++++ Extracted entries ++++

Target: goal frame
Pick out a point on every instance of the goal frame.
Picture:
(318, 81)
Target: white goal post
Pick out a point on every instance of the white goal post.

++++

Brief: Using the data above, print every record exactly as shown.

Output of the task:
Target: goal frame
Pick out a point on every instance of the goal frame.
Picture:
(318, 81)
Target: white goal post
Pick out a point on every instance of the white goal post.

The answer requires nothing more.